» The task:
From the line that contains "Query: seated spectator" to the end of the records below, copy every line exactly. Both the first and last of these lines count.

[Photo-based referring expression data]

>>>

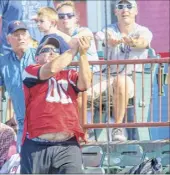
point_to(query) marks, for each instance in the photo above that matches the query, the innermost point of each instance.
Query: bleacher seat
(92, 158)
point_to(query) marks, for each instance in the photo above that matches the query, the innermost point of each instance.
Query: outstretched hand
(84, 44)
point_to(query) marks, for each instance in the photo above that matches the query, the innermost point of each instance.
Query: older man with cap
(12, 66)
(51, 128)
(126, 40)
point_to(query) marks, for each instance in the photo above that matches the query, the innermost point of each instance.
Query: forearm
(56, 65)
(66, 37)
(85, 75)
(140, 43)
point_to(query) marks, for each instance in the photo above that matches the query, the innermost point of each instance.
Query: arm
(56, 65)
(141, 41)
(85, 75)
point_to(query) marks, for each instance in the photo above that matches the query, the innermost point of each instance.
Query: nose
(125, 9)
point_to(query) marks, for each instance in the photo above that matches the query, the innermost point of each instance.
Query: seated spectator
(11, 166)
(126, 40)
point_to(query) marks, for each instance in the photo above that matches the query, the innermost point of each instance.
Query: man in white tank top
(126, 40)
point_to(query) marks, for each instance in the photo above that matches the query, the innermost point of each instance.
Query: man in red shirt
(51, 127)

<<<

» Written solution:
Query: seated spectator
(11, 166)
(126, 40)
point_to(query) marks, for each instance in the photo above that matches the query, the innermost point of each instance.
Query: man in white tank top
(126, 40)
point_to(query) marks, for each instance in the photo above that matches the query, the innermost point of each instance.
Query: man in red shirt
(51, 127)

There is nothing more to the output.